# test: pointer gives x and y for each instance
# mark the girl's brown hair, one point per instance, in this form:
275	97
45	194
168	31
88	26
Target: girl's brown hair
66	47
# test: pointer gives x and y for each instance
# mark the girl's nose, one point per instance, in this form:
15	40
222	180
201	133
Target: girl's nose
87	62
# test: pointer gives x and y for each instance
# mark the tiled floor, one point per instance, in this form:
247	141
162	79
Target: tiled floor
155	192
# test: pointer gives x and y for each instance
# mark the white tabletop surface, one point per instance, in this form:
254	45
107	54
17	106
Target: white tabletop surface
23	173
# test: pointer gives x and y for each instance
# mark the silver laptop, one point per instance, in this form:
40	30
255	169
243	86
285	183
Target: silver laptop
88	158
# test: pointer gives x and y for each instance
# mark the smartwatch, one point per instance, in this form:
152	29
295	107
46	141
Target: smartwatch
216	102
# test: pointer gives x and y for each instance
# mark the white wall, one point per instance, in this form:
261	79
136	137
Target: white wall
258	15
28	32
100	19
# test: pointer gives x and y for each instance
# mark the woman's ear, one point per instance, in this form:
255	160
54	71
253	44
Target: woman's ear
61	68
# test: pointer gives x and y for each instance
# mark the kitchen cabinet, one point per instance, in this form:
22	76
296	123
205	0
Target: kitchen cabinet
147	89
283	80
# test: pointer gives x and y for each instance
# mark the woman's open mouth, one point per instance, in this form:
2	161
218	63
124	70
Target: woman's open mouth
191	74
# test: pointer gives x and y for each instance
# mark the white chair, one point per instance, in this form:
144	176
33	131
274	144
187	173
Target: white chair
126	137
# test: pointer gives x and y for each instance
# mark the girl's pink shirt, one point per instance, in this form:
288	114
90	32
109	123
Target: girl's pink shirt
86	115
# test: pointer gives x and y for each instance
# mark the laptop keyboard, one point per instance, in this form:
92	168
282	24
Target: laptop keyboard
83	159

++++

__INSTRUCTIONS TO FOLLOW__
Transcribe all lines as written.

__WRITTEN ANSWER__
# test: pointer gives x and y for each instance
# mark the girl's brown hair, one point per instance, in this form:
275	97
45	194
168	31
88	26
Target: girl's brown hair
66	47
# test: pointer gives x and y for each instance
# mark the girl's nose, one point per instance, in this form:
15	40
222	180
201	133
Target: girl's nose
87	62
# test: pointer gives x and y for each instance
# mark the tiled floor, one point per instance, in this form:
247	141
162	79
Target: tiled floor
155	192
# test: pointer gives x and y for each instance
# mark the white tabletop surface, one point per instance, in this form:
254	45
107	54
17	106
Target: white tabletop surface
23	173
# test: pointer gives x and y for each instance
# mark the silver laptop, one point per instance, in this form:
40	30
255	169
243	86
285	183
Target: silver laptop
88	158
# test: pointer gives x and y for each instance
# mark the smartwatch, one point per instance, in this form:
152	29
295	107
46	141
Target: smartwatch
216	102
# test: pointer gives x and y for each instance
# mark the white wall, one point per instance, in this form:
261	79
136	137
Target: white wall
258	15
28	32
100	19
# test: pointer gives x and y for each instance
# mark the woman's ear, one point per instance, in this form:
255	160
54	71
253	44
Target: woman's ear
61	68
# test: pointer gives x and y for each instance
# mark the kitchen cabinet, one point per instance, in this form:
22	76
296	123
205	0
Target: kitchen cabinet
147	89
283	80
# test: pointer gives x and y for each instance
# mark the woman's open mouth, one point per instance, in this form:
2	161
218	63
124	70
Target: woman's open mouth
191	74
# test: pointer gives x and y for each instance
# mark the white chair, one point per instance, in this form:
144	176
33	131
274	144
187	173
Target: white chair
126	137
# test: pointer gives x and y for each instance
# mark the girl's pink shirt, one point per instance, in this form:
288	114
90	32
109	123
Target: girl's pink shirt
86	115
# test: pointer gives x and y for each instance
# mark the laptop keyboard, one point per instance, in this form:
92	168
282	24
Target: laptop keyboard
83	159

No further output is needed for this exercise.